Work instructions
Your task is to write out exactly the lines from the line containing "Exercise. Spot the gravel" through the end of the records, inclusive at both ends.

Items from a dataset

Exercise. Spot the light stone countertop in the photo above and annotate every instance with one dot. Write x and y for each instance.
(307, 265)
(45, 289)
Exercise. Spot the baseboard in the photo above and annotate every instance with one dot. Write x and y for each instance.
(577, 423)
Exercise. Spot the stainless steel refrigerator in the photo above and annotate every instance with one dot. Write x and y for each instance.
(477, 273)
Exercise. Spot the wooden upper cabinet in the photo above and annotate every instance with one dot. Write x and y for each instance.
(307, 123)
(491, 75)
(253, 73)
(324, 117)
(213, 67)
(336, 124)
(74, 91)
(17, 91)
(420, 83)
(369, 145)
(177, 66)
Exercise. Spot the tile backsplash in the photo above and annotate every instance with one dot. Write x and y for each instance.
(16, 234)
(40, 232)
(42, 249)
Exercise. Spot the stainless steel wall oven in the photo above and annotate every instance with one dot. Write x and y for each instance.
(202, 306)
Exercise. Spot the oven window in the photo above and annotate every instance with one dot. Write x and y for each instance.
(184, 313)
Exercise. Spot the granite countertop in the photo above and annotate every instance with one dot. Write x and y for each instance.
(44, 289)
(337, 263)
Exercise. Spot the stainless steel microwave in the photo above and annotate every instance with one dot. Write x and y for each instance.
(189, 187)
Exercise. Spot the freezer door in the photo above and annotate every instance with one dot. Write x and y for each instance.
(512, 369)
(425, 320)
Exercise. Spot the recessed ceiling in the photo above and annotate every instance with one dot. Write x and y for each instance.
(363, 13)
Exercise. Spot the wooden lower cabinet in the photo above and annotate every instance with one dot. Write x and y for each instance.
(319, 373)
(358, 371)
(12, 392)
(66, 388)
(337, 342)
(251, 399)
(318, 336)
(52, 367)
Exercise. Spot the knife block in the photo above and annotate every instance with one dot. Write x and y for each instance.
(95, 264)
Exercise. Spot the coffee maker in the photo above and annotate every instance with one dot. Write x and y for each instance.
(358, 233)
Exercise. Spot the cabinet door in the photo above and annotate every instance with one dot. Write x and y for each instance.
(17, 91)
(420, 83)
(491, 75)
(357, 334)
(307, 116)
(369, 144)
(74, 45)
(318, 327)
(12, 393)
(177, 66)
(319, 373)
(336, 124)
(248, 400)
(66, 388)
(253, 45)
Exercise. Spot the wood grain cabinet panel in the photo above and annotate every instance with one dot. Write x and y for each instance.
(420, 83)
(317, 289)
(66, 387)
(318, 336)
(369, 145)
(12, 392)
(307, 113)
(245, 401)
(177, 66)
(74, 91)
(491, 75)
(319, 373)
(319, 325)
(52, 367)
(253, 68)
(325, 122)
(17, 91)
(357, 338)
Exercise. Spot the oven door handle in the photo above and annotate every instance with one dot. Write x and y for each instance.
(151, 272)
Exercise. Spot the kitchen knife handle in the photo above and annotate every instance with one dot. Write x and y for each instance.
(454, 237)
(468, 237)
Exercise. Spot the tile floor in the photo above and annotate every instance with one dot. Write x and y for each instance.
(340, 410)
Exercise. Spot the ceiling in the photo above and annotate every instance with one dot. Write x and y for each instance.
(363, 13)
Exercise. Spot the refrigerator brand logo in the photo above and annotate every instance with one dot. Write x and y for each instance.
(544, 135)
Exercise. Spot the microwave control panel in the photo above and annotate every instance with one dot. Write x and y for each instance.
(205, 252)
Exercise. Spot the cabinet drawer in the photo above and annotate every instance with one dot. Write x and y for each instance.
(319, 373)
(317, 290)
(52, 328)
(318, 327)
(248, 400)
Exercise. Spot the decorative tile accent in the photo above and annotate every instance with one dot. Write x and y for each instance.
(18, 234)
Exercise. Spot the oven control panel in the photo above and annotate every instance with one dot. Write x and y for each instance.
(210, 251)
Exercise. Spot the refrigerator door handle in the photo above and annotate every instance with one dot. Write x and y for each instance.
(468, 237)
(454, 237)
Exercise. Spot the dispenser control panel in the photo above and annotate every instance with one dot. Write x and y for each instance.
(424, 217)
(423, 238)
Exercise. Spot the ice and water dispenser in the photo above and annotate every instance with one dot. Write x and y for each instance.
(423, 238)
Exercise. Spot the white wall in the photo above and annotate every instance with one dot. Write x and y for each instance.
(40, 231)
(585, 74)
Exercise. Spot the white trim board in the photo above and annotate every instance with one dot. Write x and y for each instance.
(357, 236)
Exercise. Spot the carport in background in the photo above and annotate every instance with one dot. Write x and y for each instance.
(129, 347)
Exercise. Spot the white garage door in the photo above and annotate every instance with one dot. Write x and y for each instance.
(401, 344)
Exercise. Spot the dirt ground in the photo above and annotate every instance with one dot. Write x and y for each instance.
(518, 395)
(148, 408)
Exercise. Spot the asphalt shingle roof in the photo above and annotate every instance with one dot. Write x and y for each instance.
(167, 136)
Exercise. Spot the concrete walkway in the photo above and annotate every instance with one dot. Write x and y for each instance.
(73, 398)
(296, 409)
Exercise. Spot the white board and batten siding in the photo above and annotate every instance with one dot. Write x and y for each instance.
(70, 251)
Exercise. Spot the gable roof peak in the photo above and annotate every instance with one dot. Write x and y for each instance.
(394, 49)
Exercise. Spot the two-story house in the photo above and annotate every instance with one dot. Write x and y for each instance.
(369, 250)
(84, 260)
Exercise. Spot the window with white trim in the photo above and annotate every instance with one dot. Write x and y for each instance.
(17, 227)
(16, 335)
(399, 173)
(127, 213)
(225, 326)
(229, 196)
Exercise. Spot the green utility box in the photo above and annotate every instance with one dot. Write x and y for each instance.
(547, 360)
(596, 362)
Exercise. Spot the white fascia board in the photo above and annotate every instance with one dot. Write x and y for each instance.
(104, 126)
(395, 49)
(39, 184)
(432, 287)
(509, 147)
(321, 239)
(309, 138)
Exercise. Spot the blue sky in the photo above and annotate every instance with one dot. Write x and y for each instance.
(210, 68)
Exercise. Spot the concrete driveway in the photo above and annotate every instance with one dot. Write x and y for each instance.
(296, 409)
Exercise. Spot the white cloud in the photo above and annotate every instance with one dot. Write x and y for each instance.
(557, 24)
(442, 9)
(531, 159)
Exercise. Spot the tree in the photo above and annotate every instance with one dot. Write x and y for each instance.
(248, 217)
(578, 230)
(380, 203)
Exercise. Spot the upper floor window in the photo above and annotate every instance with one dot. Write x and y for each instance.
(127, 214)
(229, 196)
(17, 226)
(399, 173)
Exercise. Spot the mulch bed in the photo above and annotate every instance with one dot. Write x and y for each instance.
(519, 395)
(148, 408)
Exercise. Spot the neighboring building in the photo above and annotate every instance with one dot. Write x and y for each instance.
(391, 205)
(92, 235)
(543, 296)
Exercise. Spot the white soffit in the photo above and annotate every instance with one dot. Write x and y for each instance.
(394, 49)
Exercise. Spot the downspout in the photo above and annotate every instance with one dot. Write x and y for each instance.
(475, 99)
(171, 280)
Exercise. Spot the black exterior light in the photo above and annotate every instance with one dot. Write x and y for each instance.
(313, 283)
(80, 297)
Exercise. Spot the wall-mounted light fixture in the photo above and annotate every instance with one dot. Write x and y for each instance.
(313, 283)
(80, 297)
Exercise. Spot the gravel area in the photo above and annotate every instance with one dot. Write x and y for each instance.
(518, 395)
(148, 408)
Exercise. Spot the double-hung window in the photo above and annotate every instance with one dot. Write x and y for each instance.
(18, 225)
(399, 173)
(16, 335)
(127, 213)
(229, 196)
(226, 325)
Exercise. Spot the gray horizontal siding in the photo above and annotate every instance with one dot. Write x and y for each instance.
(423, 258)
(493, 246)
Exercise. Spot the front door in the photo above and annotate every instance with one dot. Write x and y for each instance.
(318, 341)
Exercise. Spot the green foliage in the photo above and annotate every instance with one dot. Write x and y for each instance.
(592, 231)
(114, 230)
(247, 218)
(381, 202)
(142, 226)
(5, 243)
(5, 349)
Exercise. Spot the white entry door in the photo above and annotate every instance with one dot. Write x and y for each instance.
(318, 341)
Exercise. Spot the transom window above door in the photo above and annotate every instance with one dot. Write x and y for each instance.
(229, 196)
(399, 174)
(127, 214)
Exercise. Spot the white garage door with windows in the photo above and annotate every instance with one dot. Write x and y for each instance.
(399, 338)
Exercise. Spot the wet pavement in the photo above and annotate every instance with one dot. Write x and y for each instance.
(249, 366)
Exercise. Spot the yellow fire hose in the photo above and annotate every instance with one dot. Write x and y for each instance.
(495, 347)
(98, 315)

Full solution
Exercise. Spot the gravel area in the photo above and annotate every instance with one dot. Write x and y for each instance.
(518, 395)
(148, 408)
Exercise. Spot the double-hung window in the photo above and annotate every instance with one dot. Write x and y for each instance.
(18, 225)
(399, 173)
(16, 335)
(127, 213)
(229, 196)
(226, 325)
Exercise. Spot the gray horizontal siding in the photo above and annotate every instance with one dot. Write x and y for each instance.
(423, 258)
(493, 246)
Exercise. Spot the front door in the photo above and annotate every instance with one dot. Write x and y for each instance.
(318, 341)
Exercise. Spot the green foliage in the photo above and annotate every instance with one dot. Write x and y for each instance.
(592, 231)
(114, 230)
(247, 218)
(381, 202)
(142, 226)
(5, 243)
(5, 349)
Exercise. Spot the white entry door in the photo above and annotate every instance with one dot. Write x and y for each instance.
(318, 341)
Exercise. Spot the transom window above door in the photo above and annotate every instance with one dot. Write x and y for each instance.
(229, 196)
(399, 174)
(127, 214)
Exercise. Spot the white garage door with windows in the photo above and annotate every instance with one dot. Write x and y for each instance.
(399, 338)
Exercise. Spot the wet pavement in the photo above and annotate every instance with one dot. Write x and y for each instance.
(249, 366)
Exercise. Spot the yellow fire hose in the photo above and annotate every instance with one dot. Write x and y for each instance.
(495, 347)
(98, 315)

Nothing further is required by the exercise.